Exercise instructions: What is needed here is every line of the records that includes "rough".

Stored items
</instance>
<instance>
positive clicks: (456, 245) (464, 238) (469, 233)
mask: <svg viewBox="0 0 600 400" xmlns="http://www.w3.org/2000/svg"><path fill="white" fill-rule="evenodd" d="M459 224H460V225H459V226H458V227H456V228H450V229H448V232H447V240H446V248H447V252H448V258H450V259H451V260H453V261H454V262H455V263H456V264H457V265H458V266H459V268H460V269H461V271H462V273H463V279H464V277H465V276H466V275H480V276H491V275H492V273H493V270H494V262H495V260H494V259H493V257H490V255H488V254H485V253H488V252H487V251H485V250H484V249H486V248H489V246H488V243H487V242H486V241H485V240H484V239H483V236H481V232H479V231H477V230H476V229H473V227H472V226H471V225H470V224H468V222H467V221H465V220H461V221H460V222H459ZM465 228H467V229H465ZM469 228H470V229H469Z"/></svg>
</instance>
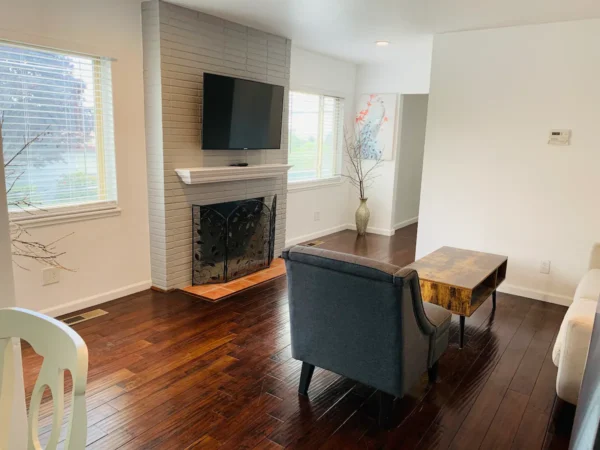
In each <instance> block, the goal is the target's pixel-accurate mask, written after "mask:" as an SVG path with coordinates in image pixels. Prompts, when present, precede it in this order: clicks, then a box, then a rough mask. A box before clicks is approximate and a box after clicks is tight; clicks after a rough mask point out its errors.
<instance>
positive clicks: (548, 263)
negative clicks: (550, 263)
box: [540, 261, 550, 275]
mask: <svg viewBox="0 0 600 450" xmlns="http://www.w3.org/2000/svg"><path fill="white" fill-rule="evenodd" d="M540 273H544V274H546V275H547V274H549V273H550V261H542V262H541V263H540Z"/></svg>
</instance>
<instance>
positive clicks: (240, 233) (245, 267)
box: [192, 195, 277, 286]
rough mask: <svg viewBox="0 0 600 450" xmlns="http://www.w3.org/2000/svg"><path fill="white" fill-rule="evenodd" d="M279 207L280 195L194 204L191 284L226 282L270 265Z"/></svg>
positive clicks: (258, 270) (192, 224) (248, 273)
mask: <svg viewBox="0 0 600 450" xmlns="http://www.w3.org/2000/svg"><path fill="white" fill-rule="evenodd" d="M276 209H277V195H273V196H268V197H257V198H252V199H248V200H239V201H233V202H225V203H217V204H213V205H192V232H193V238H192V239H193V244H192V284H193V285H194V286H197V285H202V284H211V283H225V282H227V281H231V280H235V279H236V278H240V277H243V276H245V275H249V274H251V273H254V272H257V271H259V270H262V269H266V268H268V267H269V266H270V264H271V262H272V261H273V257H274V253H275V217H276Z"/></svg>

Exercise answer:
In each <instance> block, the goal is the target's pixel-accurate mask, written after "mask:" as an SVG path with coordinates in image pixels. Prompts, when present, precede it in this order: clicks, then a box, then a rough mask. A box before clicks is approximate and a box after clicks is tight; clicks after a rough mask point out its errors.
rough mask: <svg viewBox="0 0 600 450" xmlns="http://www.w3.org/2000/svg"><path fill="white" fill-rule="evenodd" d="M279 207L280 195L194 204L191 284L226 282L270 265Z"/></svg>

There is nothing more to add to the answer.